# [TASK TO CARRY OUT]
Please edit the entries below, changing "bounding box" to "rectangle" and leaving everything else as it is.

------ ROWS ------

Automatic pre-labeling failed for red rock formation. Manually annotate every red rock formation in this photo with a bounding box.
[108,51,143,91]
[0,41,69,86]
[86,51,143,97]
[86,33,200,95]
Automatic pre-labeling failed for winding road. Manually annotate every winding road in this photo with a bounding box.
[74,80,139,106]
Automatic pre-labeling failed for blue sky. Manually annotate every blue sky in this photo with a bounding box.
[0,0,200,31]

------

# [PROBLEM SOLUTION]
Automatic pre-labeling failed for red rock formation. Manually annotate every red rock formation in this photo with a rectangle.
[108,51,143,91]
[0,41,69,86]
[86,51,143,97]
[86,33,200,95]
Automatic pre-labeling failed for winding road. Manually annotate every winding road in this photo with a rectangle.
[74,80,139,106]
Automatic pre-labeling failed for blue sky. Manually annotate every blue sky in this photo with a rectangle.
[0,0,200,31]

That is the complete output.